## QUOTED PASSAGE

Closed form solutions to integrals of the following type?

[eyesontheball1]

For any integral where the integrand is of the form f(θ)^z, with z a complex number, and f(θ) = sin(θ), cos(θ), tan(θ), ... etc., θ being either real or complex. Is it possible to explicitly solve for an antiderivative? I'm not aware of any such way I could use residues/series representations here, and I've tried all kinds of substitutions for integrals of this type; in particular, of [sin(θ)]^z, z being a complex constant. Thank you in advance!


David

 

[mathman]

No, even if z is real (not rational).

 

[JJacquelin]

For any integral where the integrand is of the form f(θ)^z, with z a complex number, and f(θ) = sin(θ), cos(θ), tan(θ), ... etc., θ being either real or complex. Is it possible to explicitly solve for an antiderivative? I'm not aware of any such way I could use residues/series representations here, and I've tried all kinds of substitutions for integrals of this type; in particular, of [sin(θ)]^z, z being a complex constant. Thank you in advance!

## SOURCE EXCERPT
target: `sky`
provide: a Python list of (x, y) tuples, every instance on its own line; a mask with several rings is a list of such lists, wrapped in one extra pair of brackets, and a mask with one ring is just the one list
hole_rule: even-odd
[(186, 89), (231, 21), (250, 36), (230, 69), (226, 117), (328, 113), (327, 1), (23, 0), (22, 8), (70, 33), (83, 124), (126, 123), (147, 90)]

## WORK TO COMPLETE
(a) Retype the forum thread on antiderivatives of powers of trigonometric functions, starting at "Closed form solutions" and ending at "real (not rational).".
(b) Answer these questions about the forum thread on antiderivatives of powers of trigonometric functions:
(i) Which integrand does the opening post name as a particular case?
(ii) Which techniques does the opening post say it sees no way to apply?
(iii) According to the reply from mathman, what answer still holds even when z is real?
(c) Carry on the forum thread on antiderivatives of powers of trigonometric functions from where it stops.

## ANSWERS FOR THIS EXERCISE
(a)
Closed form solutions to integrals of the following type?

[eyesontheball1]

For any integral where the integrand is of the form f(θ)^z, with z a complex number, and f(θ) = sin(θ), cos(θ), tan(θ), ... etc., θ being either real or complex. Is it possible to explicitly solve for an antiderivative? I'm not aware of any such way I could use residues/series representations here, and I've tried all kinds of substitutions for integrals of this type; in particular, of [sin(θ)]^z, z being a complex constant. Thank you in advance!


David

 

[mathman]

No, even if z is real (not rational).

(b)
(i) [sin(θ)]^z, with z a complex constant.
(ii) Residues and series representations.
(iii) "No" still holds when z is real but not rational.

(c)
David

Hi!

most of them can be expressed in terms of hypergeometric functions.

 

[eyesontheball1]

Would you mind showing exactly how such an integral can be expressed via a hypergeometric function? Thanks in advance!

 

[JJacquelin]

For example :
http://www.wolframalpha.com/input/?i=integrate+(sin(t)^(a+i*b))*dt
http://www.wolframalpha.com/input/?i=integrate+(cos(t)^(a+i*b))*dt
http://www.wolframalpha.com/input/?i=integrate+(tan(t)^(a+i*b))*dt

 

[eyesontheball1]

Great, thank you JJacquelin!